Render every item below as a two-column CSV with the headers instruction and output, one row per item, putting each item's text and its answer in a single quoted field and turning line breaks into spaces. Leave the pictures out.

* Start *

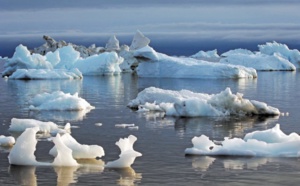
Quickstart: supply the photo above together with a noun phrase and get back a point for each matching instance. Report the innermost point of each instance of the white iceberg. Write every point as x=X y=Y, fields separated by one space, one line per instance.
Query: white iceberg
x=22 y=152
x=281 y=50
x=20 y=125
x=79 y=151
x=66 y=59
x=185 y=103
x=40 y=74
x=112 y=44
x=7 y=141
x=59 y=101
x=258 y=61
x=127 y=155
x=264 y=145
x=211 y=55
x=154 y=64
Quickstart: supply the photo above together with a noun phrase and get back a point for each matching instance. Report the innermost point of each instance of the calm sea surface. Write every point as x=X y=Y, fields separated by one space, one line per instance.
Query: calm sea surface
x=161 y=140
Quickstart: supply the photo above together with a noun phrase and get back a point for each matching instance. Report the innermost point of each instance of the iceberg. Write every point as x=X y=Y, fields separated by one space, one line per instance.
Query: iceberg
x=7 y=141
x=67 y=59
x=269 y=143
x=154 y=64
x=211 y=55
x=20 y=125
x=22 y=152
x=185 y=103
x=258 y=61
x=59 y=101
x=127 y=155
x=40 y=74
x=79 y=151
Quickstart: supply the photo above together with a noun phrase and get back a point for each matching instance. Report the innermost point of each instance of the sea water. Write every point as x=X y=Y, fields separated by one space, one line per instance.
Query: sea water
x=162 y=140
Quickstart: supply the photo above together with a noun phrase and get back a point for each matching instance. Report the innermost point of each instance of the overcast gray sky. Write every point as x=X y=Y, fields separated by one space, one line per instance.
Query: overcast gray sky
x=223 y=19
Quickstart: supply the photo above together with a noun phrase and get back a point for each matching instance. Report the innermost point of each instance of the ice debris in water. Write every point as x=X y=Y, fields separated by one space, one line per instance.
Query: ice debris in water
x=127 y=155
x=269 y=143
x=59 y=101
x=185 y=103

* End *

» **Reply to the exercise**
instruction,output
"Quickstart: supply the photo above together with a noun phrase and get back a point for each matching instance. Report the innermost point of each instance of the white iceberg. Write every point as x=X y=Y, fields separated by one space, one line per instance. Query: white iceberg","x=22 y=152 x=281 y=50 x=20 y=125 x=79 y=151 x=66 y=59 x=185 y=103 x=40 y=74 x=112 y=44 x=7 y=141 x=59 y=101 x=258 y=61 x=127 y=155 x=264 y=145 x=211 y=55 x=154 y=64"
"Quickstart: supply the photo above together with a noun phrase and get back a point for each matching instance. Report the innermost point of each instance of the calm sea surface. Write every point as x=X y=Y, fields separated by one space, one line per instance. Query: calm sea surface","x=161 y=140"
"Quickstart: supply the photo above together with a noun phrase and get back a point for each matching instance. Report the innermost point of each instance of the iceberg. Write every point as x=X y=Y, fields separated by one space, one line per instance. Query: iceberg","x=7 y=141 x=67 y=59 x=269 y=143 x=154 y=64 x=211 y=55 x=20 y=125 x=22 y=152 x=185 y=103 x=258 y=61 x=59 y=101 x=127 y=155 x=40 y=74 x=79 y=151"
"Quickstart: supply the photo above together with a noun phrase and get back a point for each matching instance. Report the innermost point of each instance of the sea water. Write every point as x=X y=Y, fields separated by one space, one line per instance. Query: sea water","x=162 y=140"
"Quickstart: supply the photo above together with a noun phrase and get back a point for each matching instance. Report the innermost point of each instance of the overcast gray sky. Write every point as x=X y=Y, fields separated by one space, one line per instance. Query: overcast gray sky","x=223 y=19"
"Quickstart: supply the photo above together with a noun phrase and get back a point for each matching instance. Report the innermost point of each instance of the ice debris in water. Write every point as x=X y=Y, fields separated by one space, one line per instance. Query: ice debris in water","x=127 y=155 x=269 y=143 x=59 y=101 x=185 y=103"